## [PROBLEM STATEMENT]
Return each line of the listing that follows in which the string "roof" can be found.

## [MATERIAL SUPPLIED]
_ _ _ _ _ _ _

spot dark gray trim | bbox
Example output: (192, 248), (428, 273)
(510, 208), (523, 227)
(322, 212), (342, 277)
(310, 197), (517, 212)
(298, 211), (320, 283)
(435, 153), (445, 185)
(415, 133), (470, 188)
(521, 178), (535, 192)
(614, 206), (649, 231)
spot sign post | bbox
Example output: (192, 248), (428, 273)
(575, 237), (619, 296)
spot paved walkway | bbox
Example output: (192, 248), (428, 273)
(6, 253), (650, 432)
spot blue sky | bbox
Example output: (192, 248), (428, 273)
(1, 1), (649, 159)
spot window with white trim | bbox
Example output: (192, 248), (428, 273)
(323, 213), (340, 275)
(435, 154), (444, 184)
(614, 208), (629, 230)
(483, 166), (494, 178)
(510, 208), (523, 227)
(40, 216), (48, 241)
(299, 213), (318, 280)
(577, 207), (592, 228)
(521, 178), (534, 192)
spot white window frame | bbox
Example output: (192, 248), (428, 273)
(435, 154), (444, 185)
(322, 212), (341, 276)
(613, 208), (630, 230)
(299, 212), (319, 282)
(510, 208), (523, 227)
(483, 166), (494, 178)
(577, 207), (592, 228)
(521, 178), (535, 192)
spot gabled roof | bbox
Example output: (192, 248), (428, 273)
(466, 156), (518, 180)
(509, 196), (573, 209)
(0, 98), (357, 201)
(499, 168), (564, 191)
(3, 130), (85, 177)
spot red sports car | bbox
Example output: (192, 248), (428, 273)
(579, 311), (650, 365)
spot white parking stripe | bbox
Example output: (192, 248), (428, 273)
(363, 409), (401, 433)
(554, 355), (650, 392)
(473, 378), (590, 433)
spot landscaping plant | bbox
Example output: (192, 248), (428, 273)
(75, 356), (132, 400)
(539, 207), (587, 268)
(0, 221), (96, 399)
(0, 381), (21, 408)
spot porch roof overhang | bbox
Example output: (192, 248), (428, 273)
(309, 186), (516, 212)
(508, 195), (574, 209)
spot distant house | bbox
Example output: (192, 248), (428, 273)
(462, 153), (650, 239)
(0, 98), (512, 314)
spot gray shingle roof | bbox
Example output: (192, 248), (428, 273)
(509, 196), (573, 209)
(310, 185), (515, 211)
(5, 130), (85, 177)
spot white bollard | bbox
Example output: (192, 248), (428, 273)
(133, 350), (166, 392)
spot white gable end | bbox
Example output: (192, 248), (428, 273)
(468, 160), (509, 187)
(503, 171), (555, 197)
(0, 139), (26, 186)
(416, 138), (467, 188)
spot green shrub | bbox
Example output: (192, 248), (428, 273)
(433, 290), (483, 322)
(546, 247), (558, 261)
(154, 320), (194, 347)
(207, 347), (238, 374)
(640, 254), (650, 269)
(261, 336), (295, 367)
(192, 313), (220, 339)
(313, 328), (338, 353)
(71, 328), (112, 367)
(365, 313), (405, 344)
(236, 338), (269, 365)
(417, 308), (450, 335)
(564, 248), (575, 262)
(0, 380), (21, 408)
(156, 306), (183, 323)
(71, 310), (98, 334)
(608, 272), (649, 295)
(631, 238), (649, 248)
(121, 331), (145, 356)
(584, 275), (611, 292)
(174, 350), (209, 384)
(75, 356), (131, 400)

_ _ _ _ _ _ _

## [TASK RESPONSE]
spot gabled roof | bbox
spot porch roof overhang | bbox
spot gray shingle roof | bbox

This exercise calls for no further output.